Collected data entries:
--
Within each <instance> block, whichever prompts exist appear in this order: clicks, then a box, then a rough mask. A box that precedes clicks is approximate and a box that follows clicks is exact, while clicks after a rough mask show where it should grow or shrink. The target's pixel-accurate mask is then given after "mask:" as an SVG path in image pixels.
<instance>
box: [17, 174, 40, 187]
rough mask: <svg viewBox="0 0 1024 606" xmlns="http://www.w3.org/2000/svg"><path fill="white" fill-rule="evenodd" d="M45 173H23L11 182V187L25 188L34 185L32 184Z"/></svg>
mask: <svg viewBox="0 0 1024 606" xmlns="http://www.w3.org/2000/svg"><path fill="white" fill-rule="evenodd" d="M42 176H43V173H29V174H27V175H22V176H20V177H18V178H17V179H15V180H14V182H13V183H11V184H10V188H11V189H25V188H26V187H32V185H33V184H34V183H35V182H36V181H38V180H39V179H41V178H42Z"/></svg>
--
## [Goal of the exercise]
Rewrite all of the entries above with every "rough mask" replaced by "coarse mask", keeping everything else the same.

## [Task answer]
Within each <instance> block, whichever prompts exist appear in this order: clicks, then a box, then a coarse mask. A box that precedes clicks is approximate and a box that follows clicks is exact, while clicks after a coarse mask show where it should grow or shrink. The target's pixel-accurate mask is then given after "mask:" as an SVG path in image pixels.
<instance>
box: [17, 174, 40, 187]
coarse mask: <svg viewBox="0 0 1024 606" xmlns="http://www.w3.org/2000/svg"><path fill="white" fill-rule="evenodd" d="M45 173H23L11 182V187L25 188L34 185L32 184Z"/></svg>
mask: <svg viewBox="0 0 1024 606" xmlns="http://www.w3.org/2000/svg"><path fill="white" fill-rule="evenodd" d="M42 176H43V173H29V174H27V175H22V176H20V177H18V178H17V179H15V180H14V182H13V183H11V184H10V188H11V189H25V188H26V187H32V185H33V184H34V183H35V182H36V181H38V180H39V179H41V178H42Z"/></svg>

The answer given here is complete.